##### Source passage

Delayed orchestrations on Azure North Europe stack

2022-07-02 7:45 UTC We are investigating delayed orchestrations on Azure North Europe Keboola Connection stack (https://connection.north-europe.azure.keboola.com). Next update in 30 minutes.

2022-07-02 8:40 UTC  After our investigation, problem starts at 6:40 UTC. Orchestrations that should have be scheduled after this time, were delayed in the order of minutes or tens of minutes. Situation returned back to normal at 7:45 UTC and all orchestrations are scheduled properly.

We are sorry for the inconvenience.

Stuck Jobs in US Stack

2022-06-23 22:30 UTC: We're investigating cases of jobs not processing in the US stack (https://connection.keboola.com/). Next update in 30 minutes.

2022-06-23 07 23:00 UTC: The situation is now under control and our services are running normally. Processing jobs will start to gradually speed up.

We are sorry for the inconvenience.

Increased Error Rate of Components Using Specific Processor

There was an increased error rate for components using keboola.processor-create-manifest in configurations. This error affected only component configurations which were using empty enclosure in CSV Settings.

Affected component may include data sources like AWS S3, FTP, etc.

We are sorry for any inconvenience. Please feel free to restart your jobs manually.

2022-06-20 16:44 UTC - We are investigating increased error rate of some component using keboola.processor-create-manifest.

2022-06-21 07:22 UTC - We identified a root cause and continue working on a fix.

2022-06-21 12:30 UTC - Incident is resolved, last occurrence of the error was at 12:13 UTC.

Higher jobs error rate in AWS eu-central-1 stack

2022-06-20 06:40 UTC - We are investigating higher rate of jobs ending with internal error Job "XYZ" terminated unexpectedly in connection.eu-central-1.keboola.com stack since June 18th. At the moment the situation is stabilised and we don't see any more internal errors, we are investigating the root causes. Next update when new information will be available.

2022-06-20 14:36 UTC - Incident is resolved, last occurence of the error was at 05:35 UTC. We have found the jobs causing the errors and notified the project owners.

Job queue high error rate on Azure stacks

2022-06-16  13:09 UTC - We are investigating high job queue error rates on Azure stacks. Next update when new information will be available or in 30 minutes.

2022-06-16  13:28 UTC - We have found a root cause and implemented a fix. API does not longer returns the errors and platform should stabilized. We continue to monitor the situation.  Next update when new information will be available or in 30 minutes.

2022-06-16  13:51 UTC - Incident has been resolved and since 13:28 UTC  we don't see an increased api error rate and platform is stable.

Increased API Error rate in AWS us-east-1 connection.keboola.com stack

2022-06-10 03:40 UTC Today since 2:50 UTC we are experiencing increased Connection api internal error rates as well as increased latency due to an incident in AWS us-east-1 region. The job processing shouldn't be affected, however there might be slow down in the UI responsiveness.

##########

## Instruction 1
Return the records unchanged, from their first line through the line that holds "x=143, y=508", with both of those lines included.
## Instruction 2
Write the next part of the incident status log, starting after its final sentence.

##### Source records

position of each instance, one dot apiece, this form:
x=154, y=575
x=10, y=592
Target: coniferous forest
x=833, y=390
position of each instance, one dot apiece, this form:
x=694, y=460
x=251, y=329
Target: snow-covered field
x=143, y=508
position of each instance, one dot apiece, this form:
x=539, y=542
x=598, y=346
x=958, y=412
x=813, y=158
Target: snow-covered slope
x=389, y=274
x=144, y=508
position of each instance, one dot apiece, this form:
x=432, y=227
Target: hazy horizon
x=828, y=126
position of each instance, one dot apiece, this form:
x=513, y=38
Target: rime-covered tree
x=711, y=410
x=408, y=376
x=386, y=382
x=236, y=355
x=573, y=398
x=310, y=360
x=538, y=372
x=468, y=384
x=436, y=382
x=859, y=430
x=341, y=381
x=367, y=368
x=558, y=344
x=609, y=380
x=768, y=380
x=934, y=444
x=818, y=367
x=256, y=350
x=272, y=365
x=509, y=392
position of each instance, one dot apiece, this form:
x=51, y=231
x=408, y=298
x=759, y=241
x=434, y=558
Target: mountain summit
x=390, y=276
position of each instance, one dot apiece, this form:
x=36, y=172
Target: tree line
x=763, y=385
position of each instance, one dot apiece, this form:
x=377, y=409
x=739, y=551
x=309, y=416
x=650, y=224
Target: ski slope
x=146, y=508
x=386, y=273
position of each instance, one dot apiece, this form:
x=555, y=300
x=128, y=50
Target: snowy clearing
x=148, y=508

##########

## Expected answer 1
position of each instance, one dot apiece, this form:
x=154, y=575
x=10, y=592
Target: coniferous forest
x=833, y=390
position of each instance, one dot apiece, this form:
x=694, y=460
x=251, y=329
Target: snow-covered field
x=143, y=508

## Expected answer 2
2022-06-10 04:20 UTC - AWS still haven't resolved the incident. Furthermore we are noticing some jobs processing might be affected ending in internal error due to failed connections retries to AWS API. 

2022-06-10 08:15 UTC - the issue has been resolved and since 04:30 UTC we don't see an increased api error rate.

Stuck jobs in AWS us-east-1 connection.keboola.com stack

2022-06-06 21:00 UTC We are investigating a problem with not processing jobs in AWS US stack https://connection.keboola.com/. Some jobs will probably end up with an internal error.

2022-06-06 21:25 UTC Correction - jobs are only delayed and all jobs ends successfully.

2022-06-06 21:40 UTC Unfortunately the problem still persists, we are trying to find out the cause.

2022-06-06 22:30 UTC We will update this post when we have more information.

2022-06-06 23:25 UTC We have managed to improve the situation. We will continue monitoring the situation and tomorrow we will provide more information about the problem.

2022-06-07 12:40 UTC The situation is now under control and our services are running normally.

We are sorry for the inconvenience.

Job Processing Slowing down

Since approximately 13:30 we're seeing some jobs processing longer then usual in the the us-east and eu-central stack (connection.keboola.com and connection.eu-central-1.keboola.com). We're investigating the issue. Next update in 30 minutes.

Update 14:30 UTC: We have identified the root cause of the issue. We're actively working on fixing the issue. Next update in 30 minutes.

Update 15:20 UTC: We are still working on the fix. Next update in 30 minutes.

Update 15:55 UTC: We have deployed the fix to both affected stacks and the issues should be resolved now. We will continue monitoring the situation.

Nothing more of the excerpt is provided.